■ **WHAT THE EXERCISE ASKS**:
All lines of the material should be given again exactly.

■ **GIVEN RECORDS**:

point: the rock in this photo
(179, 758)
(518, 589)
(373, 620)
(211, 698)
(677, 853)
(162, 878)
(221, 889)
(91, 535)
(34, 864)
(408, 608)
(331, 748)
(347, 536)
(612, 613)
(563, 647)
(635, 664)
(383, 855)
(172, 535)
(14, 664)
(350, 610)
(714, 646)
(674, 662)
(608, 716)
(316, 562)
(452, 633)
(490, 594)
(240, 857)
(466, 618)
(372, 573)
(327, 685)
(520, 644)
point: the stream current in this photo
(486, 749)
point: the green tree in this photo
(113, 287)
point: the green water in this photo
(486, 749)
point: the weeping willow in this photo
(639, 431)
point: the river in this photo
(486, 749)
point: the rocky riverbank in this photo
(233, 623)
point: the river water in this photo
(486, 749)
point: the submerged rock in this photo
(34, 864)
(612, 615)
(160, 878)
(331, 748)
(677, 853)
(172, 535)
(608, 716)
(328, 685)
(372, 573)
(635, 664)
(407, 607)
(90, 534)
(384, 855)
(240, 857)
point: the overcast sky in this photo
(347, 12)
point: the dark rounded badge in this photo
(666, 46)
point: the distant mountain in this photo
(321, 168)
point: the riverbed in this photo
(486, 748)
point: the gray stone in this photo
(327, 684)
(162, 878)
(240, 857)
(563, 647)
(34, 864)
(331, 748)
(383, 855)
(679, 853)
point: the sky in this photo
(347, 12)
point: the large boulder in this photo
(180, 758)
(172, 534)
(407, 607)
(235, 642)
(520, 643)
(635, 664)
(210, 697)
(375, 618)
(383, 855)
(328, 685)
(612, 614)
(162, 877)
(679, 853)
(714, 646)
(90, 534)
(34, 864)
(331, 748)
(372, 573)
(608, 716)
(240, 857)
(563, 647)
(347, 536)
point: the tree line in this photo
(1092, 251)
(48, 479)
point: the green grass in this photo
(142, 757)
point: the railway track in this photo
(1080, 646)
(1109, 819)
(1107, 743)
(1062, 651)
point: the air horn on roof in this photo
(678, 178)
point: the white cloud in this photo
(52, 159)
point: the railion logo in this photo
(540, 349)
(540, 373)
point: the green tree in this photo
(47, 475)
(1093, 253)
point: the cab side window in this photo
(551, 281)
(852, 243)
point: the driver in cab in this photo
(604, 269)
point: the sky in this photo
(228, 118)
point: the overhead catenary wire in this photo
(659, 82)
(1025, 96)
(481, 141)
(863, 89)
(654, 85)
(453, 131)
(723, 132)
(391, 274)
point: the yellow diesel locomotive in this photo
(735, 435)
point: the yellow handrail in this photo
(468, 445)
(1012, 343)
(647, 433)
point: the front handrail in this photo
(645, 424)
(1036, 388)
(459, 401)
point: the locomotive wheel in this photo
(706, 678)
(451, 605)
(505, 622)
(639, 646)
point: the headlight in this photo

■ **EXERCISE RESULT**:
point: the rock in this photo
(179, 758)
(518, 589)
(373, 620)
(211, 698)
(677, 853)
(162, 878)
(221, 889)
(91, 535)
(34, 864)
(408, 608)
(331, 748)
(347, 536)
(612, 613)
(563, 647)
(635, 664)
(383, 855)
(172, 535)
(14, 664)
(350, 610)
(714, 646)
(674, 662)
(608, 716)
(316, 562)
(452, 633)
(490, 594)
(240, 857)
(466, 618)
(372, 573)
(327, 685)
(520, 644)
point: the stream current in this photo
(486, 749)
point: the green tree in this photo
(113, 287)
point: the green water in this photo
(486, 749)
point: the weeping willow in this photo
(639, 431)
point: the river in this photo
(486, 749)
point: the rocky riverbank in this photo
(233, 623)
point: the river water in this photo
(486, 749)
point: the submerged rock in this photo
(34, 864)
(612, 615)
(160, 878)
(331, 748)
(677, 853)
(172, 535)
(608, 716)
(328, 685)
(372, 573)
(635, 664)
(407, 607)
(90, 534)
(384, 855)
(240, 857)
point: the overcast sky in this photo
(347, 12)
point: the dark rounded badge in this photo
(666, 46)
point: the distant mountain in this photo
(321, 168)
point: the riverbed in this photo
(486, 748)
point: the gray stone in this photo
(327, 684)
(162, 878)
(240, 857)
(563, 647)
(34, 864)
(331, 748)
(383, 855)
(679, 853)
point: the sky in this photo
(347, 12)
point: the large boulder in this photo
(180, 758)
(172, 534)
(407, 607)
(235, 642)
(520, 643)
(635, 664)
(210, 697)
(375, 618)
(383, 855)
(328, 685)
(612, 614)
(162, 877)
(679, 853)
(714, 646)
(90, 534)
(34, 864)
(331, 748)
(372, 573)
(608, 716)
(240, 857)
(563, 647)
(347, 536)
point: the tree line in this photo
(1092, 251)
(48, 479)
point: the green grass in this photo
(142, 757)
point: the railway track in this photo
(1080, 646)
(1109, 819)
(1107, 743)
(1062, 651)
point: the air horn on roof in this photo
(678, 178)
point: the white cloud in this photo
(52, 159)
point: the railion logo in this photo
(540, 349)
(540, 373)
point: the green tree in this photo
(47, 475)
(1093, 253)
point: the cab side window in this photo
(551, 281)
(852, 243)
point: the driver in cab in this photo
(604, 269)
point: the sky in this photo
(228, 118)
point: the overhead catenary wire in this photo
(659, 82)
(1025, 96)
(481, 141)
(863, 89)
(654, 85)
(453, 131)
(723, 132)
(391, 274)
point: the yellow diesel locomotive in this photo
(735, 435)
point: the yellow handrail in this photo
(468, 445)
(1012, 343)
(647, 433)
point: the front handrail in this photo
(645, 424)
(1036, 388)
(459, 401)
point: the locomotive wheel in this photo
(706, 678)
(451, 605)
(505, 622)
(639, 646)
point: the headlight in this photo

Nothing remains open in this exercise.